Below are records; extract exactly the lines from the one with "like [(376, 104)]." through the final line, including both, but drop the pictures.

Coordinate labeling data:
-----

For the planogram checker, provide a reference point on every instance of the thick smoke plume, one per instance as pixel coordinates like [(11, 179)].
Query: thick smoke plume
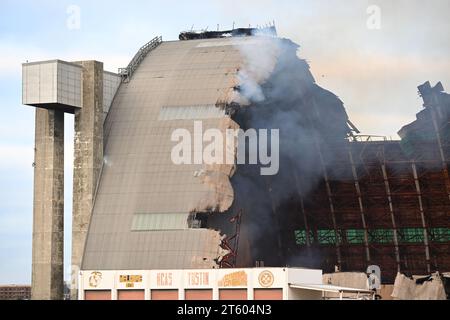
[(277, 91)]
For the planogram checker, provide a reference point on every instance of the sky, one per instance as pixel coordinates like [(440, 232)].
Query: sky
[(371, 53)]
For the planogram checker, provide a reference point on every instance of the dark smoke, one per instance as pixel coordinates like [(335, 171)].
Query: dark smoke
[(306, 115)]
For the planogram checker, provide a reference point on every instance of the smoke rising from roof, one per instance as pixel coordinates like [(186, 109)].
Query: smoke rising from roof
[(279, 92)]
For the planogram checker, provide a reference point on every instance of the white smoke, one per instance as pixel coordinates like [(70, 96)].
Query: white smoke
[(259, 54)]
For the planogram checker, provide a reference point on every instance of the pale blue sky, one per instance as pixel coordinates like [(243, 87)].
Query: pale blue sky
[(375, 72)]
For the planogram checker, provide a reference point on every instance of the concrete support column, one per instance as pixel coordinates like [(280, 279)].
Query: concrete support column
[(48, 206), (88, 158)]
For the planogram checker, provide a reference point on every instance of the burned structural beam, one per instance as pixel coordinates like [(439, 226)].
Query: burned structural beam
[(422, 216), (360, 203), (302, 208), (392, 214)]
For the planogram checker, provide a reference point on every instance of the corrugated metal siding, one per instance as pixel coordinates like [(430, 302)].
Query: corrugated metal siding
[(160, 221), (139, 175), (190, 112)]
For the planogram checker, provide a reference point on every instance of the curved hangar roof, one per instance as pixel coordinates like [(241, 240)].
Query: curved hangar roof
[(140, 218)]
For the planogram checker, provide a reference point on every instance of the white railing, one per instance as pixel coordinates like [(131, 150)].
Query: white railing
[(127, 73)]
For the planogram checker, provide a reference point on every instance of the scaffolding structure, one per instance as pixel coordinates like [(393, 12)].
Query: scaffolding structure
[(383, 203)]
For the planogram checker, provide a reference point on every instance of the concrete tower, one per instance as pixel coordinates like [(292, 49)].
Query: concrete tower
[(54, 88)]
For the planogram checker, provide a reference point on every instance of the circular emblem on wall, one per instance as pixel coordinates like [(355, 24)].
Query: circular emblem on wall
[(95, 278), (266, 279)]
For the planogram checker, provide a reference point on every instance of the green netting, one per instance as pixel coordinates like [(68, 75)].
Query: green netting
[(440, 235), (411, 235), (381, 236), (328, 237), (300, 237), (355, 236)]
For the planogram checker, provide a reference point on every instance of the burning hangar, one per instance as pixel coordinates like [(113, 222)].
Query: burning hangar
[(340, 200)]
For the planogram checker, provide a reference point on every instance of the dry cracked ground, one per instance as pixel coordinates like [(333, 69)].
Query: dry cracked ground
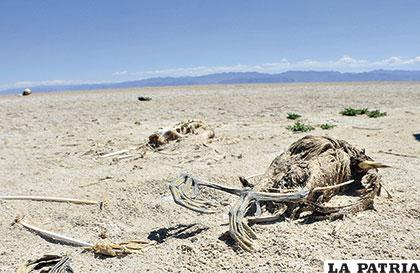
[(50, 145)]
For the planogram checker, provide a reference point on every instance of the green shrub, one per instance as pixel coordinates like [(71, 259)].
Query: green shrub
[(375, 114), (353, 111), (327, 126), (293, 116), (300, 127)]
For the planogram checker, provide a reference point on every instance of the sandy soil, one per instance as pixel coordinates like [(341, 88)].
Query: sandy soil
[(49, 146)]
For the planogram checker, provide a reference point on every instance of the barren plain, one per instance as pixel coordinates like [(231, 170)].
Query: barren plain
[(51, 145)]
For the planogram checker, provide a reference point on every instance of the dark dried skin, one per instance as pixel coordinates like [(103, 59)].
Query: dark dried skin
[(316, 161), (302, 179)]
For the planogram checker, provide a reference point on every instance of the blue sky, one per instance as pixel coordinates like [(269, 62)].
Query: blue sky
[(76, 41)]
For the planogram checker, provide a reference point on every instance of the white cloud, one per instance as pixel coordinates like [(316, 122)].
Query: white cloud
[(120, 73), (345, 64)]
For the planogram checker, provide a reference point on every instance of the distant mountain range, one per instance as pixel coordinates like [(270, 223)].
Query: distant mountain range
[(241, 77)]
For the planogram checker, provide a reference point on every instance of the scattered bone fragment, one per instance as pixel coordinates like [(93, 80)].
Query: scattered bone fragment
[(104, 248), (47, 264), (299, 183)]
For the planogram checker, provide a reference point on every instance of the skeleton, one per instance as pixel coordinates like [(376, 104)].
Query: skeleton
[(180, 130), (298, 183)]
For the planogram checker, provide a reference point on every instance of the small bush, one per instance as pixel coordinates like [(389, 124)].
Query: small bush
[(375, 114), (327, 126), (353, 111), (300, 127), (293, 116)]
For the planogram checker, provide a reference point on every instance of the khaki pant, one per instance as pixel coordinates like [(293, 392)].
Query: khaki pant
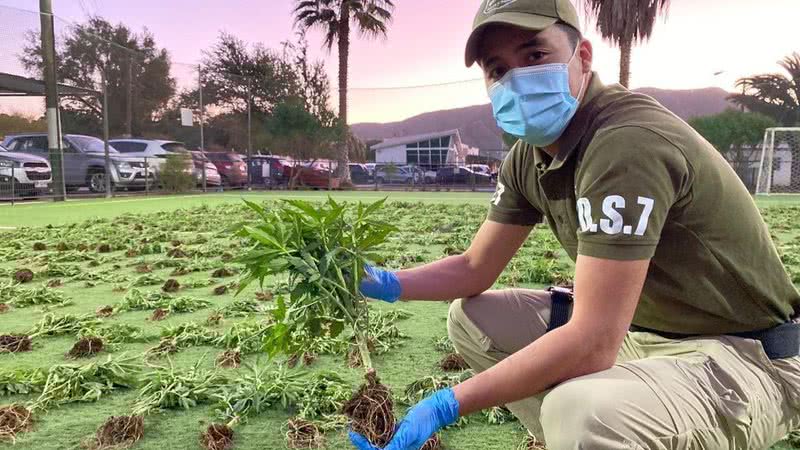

-----

* _Response below_
For the planogram checker, provide a reference point on every instance of the skeleton, one per instance as pixel coordinates like [(376, 104)].
Query: skeleton
[(180, 130), (298, 183)]
For the planogram checker, provide a reference point on every instance of the small bush, one per instance as pixel coordinates like [(389, 124)].
Query: small bush
[(375, 114), (327, 126), (353, 111), (300, 127), (293, 116)]
For the planogram checker, provide a reference point on every instance of the khaki pant, one per instance as pixel coordinates like [(293, 392)].
Query: khaki pant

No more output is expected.